Instruction 1
In the artist statements, how many diptychs make up the body of work "Identity"?
Instruction 2
From the artist statements, extract the passage starting with "I believe identity" and going on through "are being expressed.", copied word for word.

Document extract
##############################
Behind the Form by Ronni Knepp

For the past year I have been working on a project called “Objectified Form” where I created nude images but removed any sexual interpretations in order to defy the male gaze and take control back over how my body is viewed. I realized, however, in the making of the images that I had to pose in fairly seductive poses with a spotlight to accentuate the form of the body. The images, unedited, started to show me an entirely different side of myself that I never considered; a side that is sexual and beautiful with all of the curves and everything. I started creating the images just to see what other types of photos I could capture to see myself in this very different point of view. Ideally the harsh highlights would be unwanted, but when used purposefully, I started to see myself as glowing. The mini-series of the “behind the scenes” images has started to create a life of its own now in which I still maintain the control of how my body is seen by the audience, but now the images are seductive and sensual, something that “Objectified Form” aimed to remove.


"Identity" by Cecilie Oedegaard

I believe identity of self is fluid. Social context, culture and personal relationships are all factors that play a major role affecting how and what parts of our personalities are being expressed.

This body of work consisting of three diptychs strive to convey identity as a fluid concept that is highly influenced by our surroundings. By pairing images of self with images of nature or environment I intend to illustrate this idea.
##############################
Dataset entries
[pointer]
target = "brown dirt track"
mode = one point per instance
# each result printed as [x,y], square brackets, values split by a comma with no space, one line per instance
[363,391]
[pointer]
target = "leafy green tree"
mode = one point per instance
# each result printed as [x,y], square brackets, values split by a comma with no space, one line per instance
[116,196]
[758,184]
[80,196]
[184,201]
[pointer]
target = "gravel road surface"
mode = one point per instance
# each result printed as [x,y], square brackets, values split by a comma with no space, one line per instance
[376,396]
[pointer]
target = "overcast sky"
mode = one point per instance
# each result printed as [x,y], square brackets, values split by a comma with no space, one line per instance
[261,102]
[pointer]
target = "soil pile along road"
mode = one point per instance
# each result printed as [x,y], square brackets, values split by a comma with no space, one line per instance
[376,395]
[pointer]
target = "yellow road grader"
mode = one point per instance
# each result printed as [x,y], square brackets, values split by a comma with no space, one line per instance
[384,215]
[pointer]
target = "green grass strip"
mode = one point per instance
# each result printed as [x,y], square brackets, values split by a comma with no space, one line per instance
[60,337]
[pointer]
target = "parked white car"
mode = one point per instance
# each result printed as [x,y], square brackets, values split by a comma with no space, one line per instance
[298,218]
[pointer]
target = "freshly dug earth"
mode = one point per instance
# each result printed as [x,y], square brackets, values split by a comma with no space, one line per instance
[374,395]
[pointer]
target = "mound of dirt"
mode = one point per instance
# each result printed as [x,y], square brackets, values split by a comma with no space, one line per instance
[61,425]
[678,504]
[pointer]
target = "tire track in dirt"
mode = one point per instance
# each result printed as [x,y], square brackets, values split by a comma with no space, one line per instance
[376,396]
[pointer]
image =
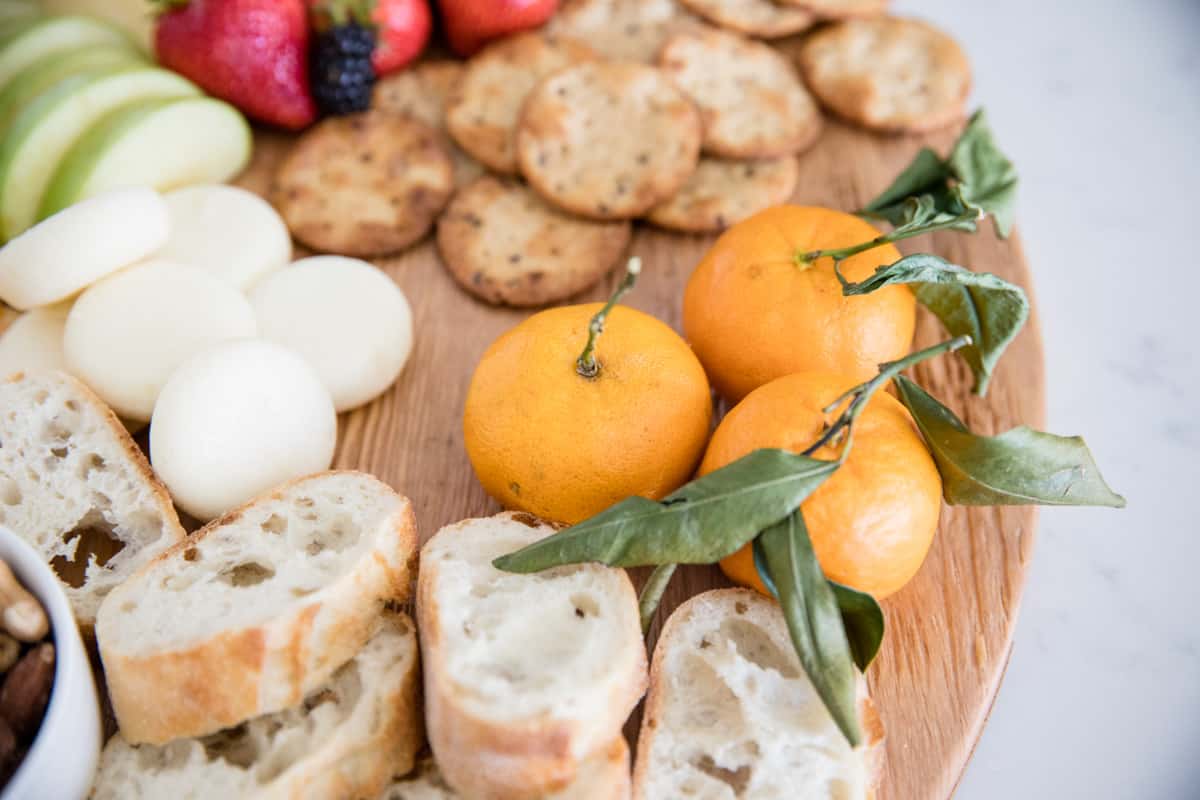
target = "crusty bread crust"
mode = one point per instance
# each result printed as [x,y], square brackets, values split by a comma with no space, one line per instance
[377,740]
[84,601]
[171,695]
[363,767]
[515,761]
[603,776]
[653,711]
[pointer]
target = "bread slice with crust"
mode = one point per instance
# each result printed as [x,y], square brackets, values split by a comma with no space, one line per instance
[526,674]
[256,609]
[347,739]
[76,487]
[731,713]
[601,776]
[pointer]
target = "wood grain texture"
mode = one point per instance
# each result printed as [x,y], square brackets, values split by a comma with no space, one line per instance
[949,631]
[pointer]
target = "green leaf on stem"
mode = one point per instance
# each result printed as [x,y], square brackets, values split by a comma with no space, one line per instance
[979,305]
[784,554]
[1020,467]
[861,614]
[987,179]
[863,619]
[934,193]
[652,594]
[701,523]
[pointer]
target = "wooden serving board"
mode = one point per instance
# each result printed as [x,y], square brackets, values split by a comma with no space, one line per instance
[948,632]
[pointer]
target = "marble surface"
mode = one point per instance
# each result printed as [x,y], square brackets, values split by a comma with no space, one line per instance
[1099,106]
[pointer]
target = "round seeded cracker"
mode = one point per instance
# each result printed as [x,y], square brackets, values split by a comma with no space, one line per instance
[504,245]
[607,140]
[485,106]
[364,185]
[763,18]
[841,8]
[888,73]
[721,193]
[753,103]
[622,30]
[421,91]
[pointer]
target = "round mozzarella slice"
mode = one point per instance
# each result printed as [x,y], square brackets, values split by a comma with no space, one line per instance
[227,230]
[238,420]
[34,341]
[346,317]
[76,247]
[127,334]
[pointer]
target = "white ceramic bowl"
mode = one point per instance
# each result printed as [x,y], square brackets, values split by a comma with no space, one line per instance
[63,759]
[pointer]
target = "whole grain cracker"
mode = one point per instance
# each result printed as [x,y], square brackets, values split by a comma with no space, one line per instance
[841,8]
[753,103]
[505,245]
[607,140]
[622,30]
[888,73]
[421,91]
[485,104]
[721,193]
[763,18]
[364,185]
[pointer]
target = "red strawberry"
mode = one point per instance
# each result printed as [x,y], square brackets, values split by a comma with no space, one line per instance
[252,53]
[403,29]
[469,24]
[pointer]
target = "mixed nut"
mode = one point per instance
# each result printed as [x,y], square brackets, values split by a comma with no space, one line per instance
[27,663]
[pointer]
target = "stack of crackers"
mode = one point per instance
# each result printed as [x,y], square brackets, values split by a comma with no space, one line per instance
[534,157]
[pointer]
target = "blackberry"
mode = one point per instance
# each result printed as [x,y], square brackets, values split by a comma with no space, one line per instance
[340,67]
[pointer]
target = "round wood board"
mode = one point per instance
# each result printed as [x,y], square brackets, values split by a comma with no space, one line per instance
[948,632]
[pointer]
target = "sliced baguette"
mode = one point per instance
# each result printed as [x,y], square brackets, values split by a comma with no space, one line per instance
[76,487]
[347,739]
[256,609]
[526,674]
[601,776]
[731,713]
##############################
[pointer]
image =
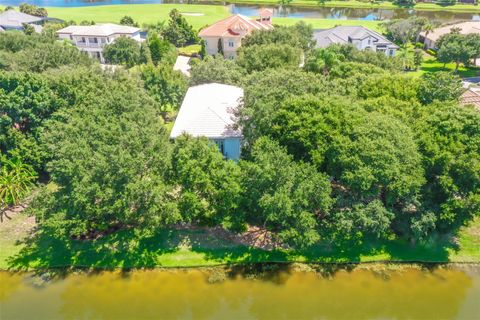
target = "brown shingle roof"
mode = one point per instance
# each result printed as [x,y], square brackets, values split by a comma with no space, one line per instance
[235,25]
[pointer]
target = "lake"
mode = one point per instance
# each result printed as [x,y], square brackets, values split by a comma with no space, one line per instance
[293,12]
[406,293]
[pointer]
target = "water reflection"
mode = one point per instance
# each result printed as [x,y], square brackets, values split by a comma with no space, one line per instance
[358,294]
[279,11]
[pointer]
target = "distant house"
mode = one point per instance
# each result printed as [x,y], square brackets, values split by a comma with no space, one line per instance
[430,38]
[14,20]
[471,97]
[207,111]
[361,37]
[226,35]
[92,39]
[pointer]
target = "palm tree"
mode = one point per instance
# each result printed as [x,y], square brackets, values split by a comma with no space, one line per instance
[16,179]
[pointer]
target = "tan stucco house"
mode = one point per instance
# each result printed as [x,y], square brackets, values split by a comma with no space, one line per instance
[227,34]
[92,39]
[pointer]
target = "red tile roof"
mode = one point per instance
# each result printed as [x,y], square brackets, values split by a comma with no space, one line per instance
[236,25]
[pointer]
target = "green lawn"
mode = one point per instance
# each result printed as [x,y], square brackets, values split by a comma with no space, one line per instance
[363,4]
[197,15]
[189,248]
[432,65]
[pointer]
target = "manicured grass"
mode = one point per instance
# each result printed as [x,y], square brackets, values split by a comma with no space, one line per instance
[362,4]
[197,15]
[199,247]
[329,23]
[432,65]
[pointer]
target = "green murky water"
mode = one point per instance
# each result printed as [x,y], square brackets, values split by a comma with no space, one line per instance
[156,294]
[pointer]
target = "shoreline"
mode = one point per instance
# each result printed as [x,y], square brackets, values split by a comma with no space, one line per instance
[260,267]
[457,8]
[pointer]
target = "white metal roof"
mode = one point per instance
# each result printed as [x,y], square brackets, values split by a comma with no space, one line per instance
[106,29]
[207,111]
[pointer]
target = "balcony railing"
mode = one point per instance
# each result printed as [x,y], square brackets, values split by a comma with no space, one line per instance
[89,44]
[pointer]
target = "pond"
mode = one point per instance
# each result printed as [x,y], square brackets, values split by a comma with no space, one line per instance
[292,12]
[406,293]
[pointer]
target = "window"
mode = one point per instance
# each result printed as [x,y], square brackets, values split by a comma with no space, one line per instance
##############################
Exercise result 1
Three diptychs.

Exercise result 2
I believe identity of self is fluid. Social context, culture and personal relationships are all factors that play a major role affecting how and what parts of our personalities are being expressed.